• Extract provided
start

I have been teaching high school and college English for more than 40 years and, although I’m way too old to wallow in regret, it wasn’t until practically the third decade of my career that I understood the transcendent importance of exposing my students to what Baltimore and the metropolitan area have to offer – culturally, historically, and educationally. Our kids have priceless opportunities to see and learn from the myriad museums, theaters, and galleries that surround them; What’s more, these cultural institutions need us almost as badly as we need them.
Last spring one of my English elective classes went to a Towson University student matinee of “X,” a play about Malcom X’s struggle with Elijah Mohammed and the Nation of Islam. Based on what he subsequently shared and wrote in class, one of my students clearly learned more from that production than anything I taught him. This statement is less a knock on my teaching ability than it is a monument to the power of live theater.
A few years back I had an idea to send pairs of students off to explore area theaters and then report back to the class about their experiences. Last year, two kids visited a small theater in the Station North arts district to see an evening performance of a noir play. I am certain the performance itself was illuminating, but the fact that they witnessed a community theater surviving in a tiny space in a marginal neighborhood thanks to the will and chutzpah of a struggling management team made even more of an impression than the play.

end

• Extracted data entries
start

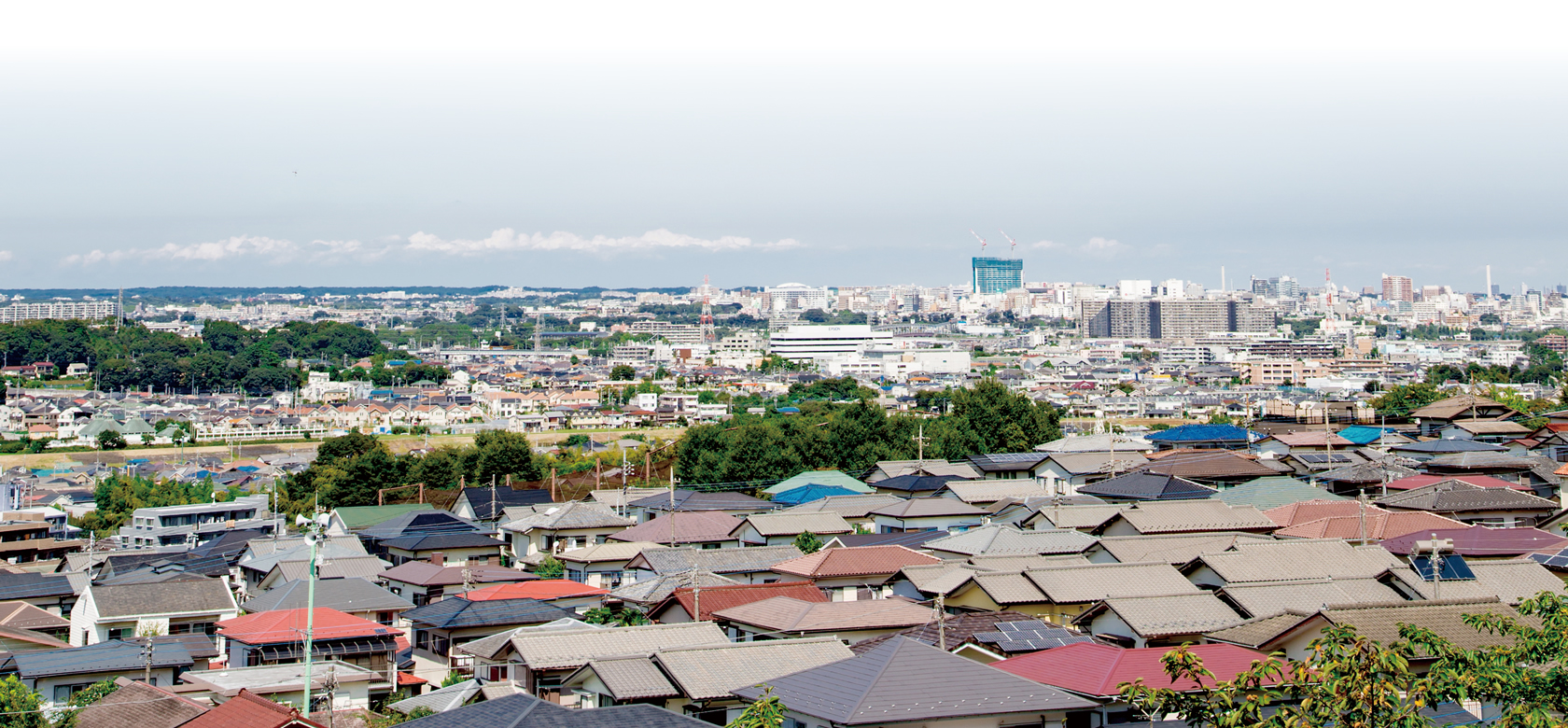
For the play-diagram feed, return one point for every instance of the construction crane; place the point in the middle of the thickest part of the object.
(1010, 242)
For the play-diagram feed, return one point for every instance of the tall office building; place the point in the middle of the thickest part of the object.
(1397, 289)
(998, 275)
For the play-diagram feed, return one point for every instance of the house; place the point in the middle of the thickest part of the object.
(273, 639)
(1143, 485)
(186, 606)
(749, 566)
(455, 620)
(539, 661)
(525, 711)
(60, 674)
(784, 617)
(910, 683)
(355, 596)
(1007, 540)
(562, 592)
(1473, 504)
(251, 711)
(426, 582)
(562, 527)
(1171, 620)
(703, 529)
(488, 504)
(779, 529)
(703, 601)
(1099, 670)
(138, 705)
(602, 566)
(853, 573)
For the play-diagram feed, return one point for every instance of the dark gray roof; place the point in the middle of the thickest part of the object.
(525, 711)
(456, 612)
(343, 595)
(910, 681)
(112, 656)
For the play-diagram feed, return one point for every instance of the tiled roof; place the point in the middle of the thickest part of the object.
(1167, 615)
(846, 506)
(927, 507)
(1448, 497)
(712, 672)
(138, 705)
(1175, 548)
(1145, 485)
(265, 628)
(576, 649)
(1102, 581)
(1099, 670)
(955, 629)
(719, 598)
(993, 540)
(784, 525)
(1176, 516)
(689, 527)
(908, 681)
(792, 615)
(541, 589)
(861, 560)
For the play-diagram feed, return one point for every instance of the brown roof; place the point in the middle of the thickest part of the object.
(853, 560)
(784, 614)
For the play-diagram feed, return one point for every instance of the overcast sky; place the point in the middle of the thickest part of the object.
(827, 143)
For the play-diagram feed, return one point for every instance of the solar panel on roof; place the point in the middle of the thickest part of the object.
(1454, 568)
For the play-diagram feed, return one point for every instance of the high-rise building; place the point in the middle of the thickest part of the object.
(1397, 289)
(998, 275)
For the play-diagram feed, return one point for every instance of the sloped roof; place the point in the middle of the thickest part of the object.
(719, 598)
(1167, 615)
(1101, 581)
(710, 672)
(1090, 668)
(578, 647)
(1274, 492)
(1143, 485)
(908, 681)
(853, 560)
(689, 527)
(998, 539)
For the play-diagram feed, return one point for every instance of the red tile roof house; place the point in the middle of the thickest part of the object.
(1098, 670)
(686, 601)
(276, 639)
(855, 571)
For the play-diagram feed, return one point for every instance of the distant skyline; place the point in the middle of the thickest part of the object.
(638, 147)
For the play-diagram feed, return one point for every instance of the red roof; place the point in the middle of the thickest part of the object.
(1098, 670)
(543, 590)
(287, 624)
(715, 598)
(853, 560)
(248, 709)
(1411, 482)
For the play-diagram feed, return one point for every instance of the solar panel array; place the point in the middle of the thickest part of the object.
(1029, 636)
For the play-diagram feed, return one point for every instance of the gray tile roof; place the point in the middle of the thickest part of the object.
(906, 681)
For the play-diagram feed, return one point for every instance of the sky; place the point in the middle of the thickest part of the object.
(651, 145)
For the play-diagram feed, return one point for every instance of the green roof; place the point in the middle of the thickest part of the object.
(819, 477)
(364, 516)
(1274, 492)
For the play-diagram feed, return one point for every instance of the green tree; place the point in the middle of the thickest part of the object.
(808, 541)
(765, 713)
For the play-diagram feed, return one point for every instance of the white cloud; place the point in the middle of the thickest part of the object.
(499, 242)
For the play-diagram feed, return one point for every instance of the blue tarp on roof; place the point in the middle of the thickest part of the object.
(1203, 433)
(1363, 435)
(809, 493)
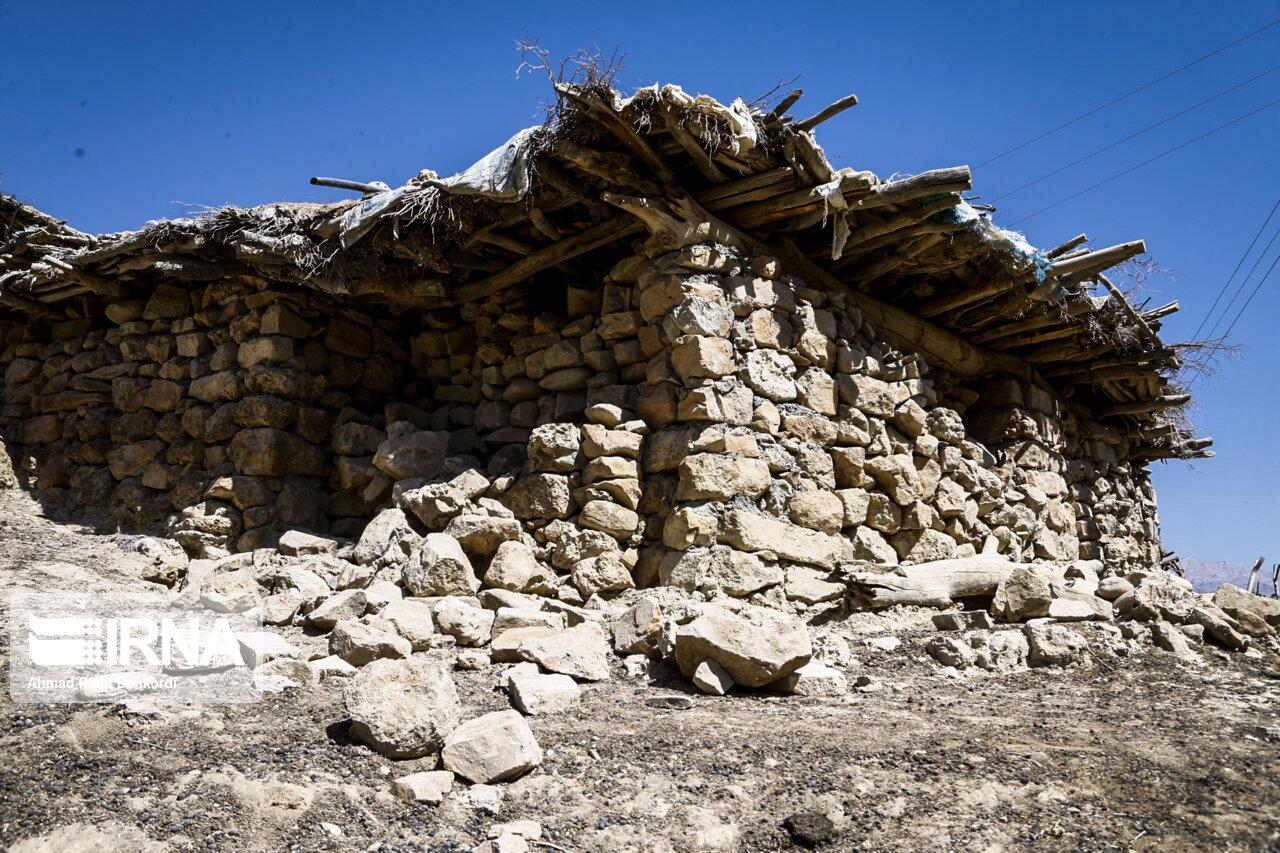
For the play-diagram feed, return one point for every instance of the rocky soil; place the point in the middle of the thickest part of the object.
(1118, 752)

end

• Direction 1
Print the essay about bringing students to Baltimore-area theaters, word for word from beginning to end.
• Direction 2
Output the rows from the line containing "of the distant" through the last row, inclusive, with no changes. Omit the pictures.
The essay and the rows have no connection to each other.

• Finished answer 1
I have been teaching high school and college English for more than 40 years and, although I’m way too old to wallow in regret, it wasn’t until practically the third decade of my career that I understood the transcendent importance of exposing my students to what Baltimore and the metropolitan area have to offer – culturally, historically, and educationally. Our kids have priceless opportunities to see and learn from the myriad museums, theaters, and galleries that surround them; What’s more, these cultural institutions need us almost as badly as we need them.
Last spring one of my English elective classes went to a Towson University student matinee of “X,” a play about Malcom X’s struggle with Elijah Mohammed and the Nation of Islam. Based on what he subsequently shared and wrote in class, one of my students clearly learned more from that production than anything I taught him. This statement is less a knock on my teaching ability than it is a monument to the power of live theater.
A few years back I had an idea to send pairs of students off to explore area theaters and then report back to the class about their experiences. Last year, two kids visited a small theater in the Station North arts district to see an evening performance of a noir play. I am certain the performance itself was illuminating, but the fact that they witnessed a community theater surviving in a tiny space in a marginal neighborhood thanks to the will and chutzpah of a struggling management team made even more of an impression than the play.

• Finished answer 2
For the play-diagram feed, return one point for every instance of the distant skyline; place the point in the middle of the thickest part of the object.
(638, 147)
For the play-diagram feed, return one point for every instance of the red roof; place the point in the middle of the thickest part of the object.
(1098, 670)
(543, 590)
(287, 624)
(715, 598)
(853, 560)
(248, 709)
(1411, 482)
For the play-diagram feed, return one point for every instance of the solar panel array; place the point in the middle of the thickest part of the object.
(1029, 636)
For the play-diagram feed, return one point for every instance of the gray tile roof; place the point in the middle of the thickest part of the object.
(906, 681)
For the play-diagram feed, return one point for every instance of the sky; place the point in the middle of the thickest part of the object.
(651, 145)
For the play-diagram feed, return one point for every instance of the green roof; place the point in the middle of the thickest part of the object.
(819, 477)
(364, 516)
(1274, 492)
For the play-diagram feed, return one point for every instance of the green tree; place the point in the middle of the thickest part of the object.
(808, 541)
(765, 713)
For the play-diagram feed, return one point for every instance of the white cloud; place the point in the middle of the thickest part of the object.
(499, 242)
For the play-diagram feed, return one point for every instance of the blue tarp on roof; place the point in the middle of the thickest part of the object.
(1203, 433)
(1363, 435)
(809, 493)
For the play-diagram feed, return one point for every instance of the rocky soil; place the point in the middle of the thickest part of the object.
(1118, 752)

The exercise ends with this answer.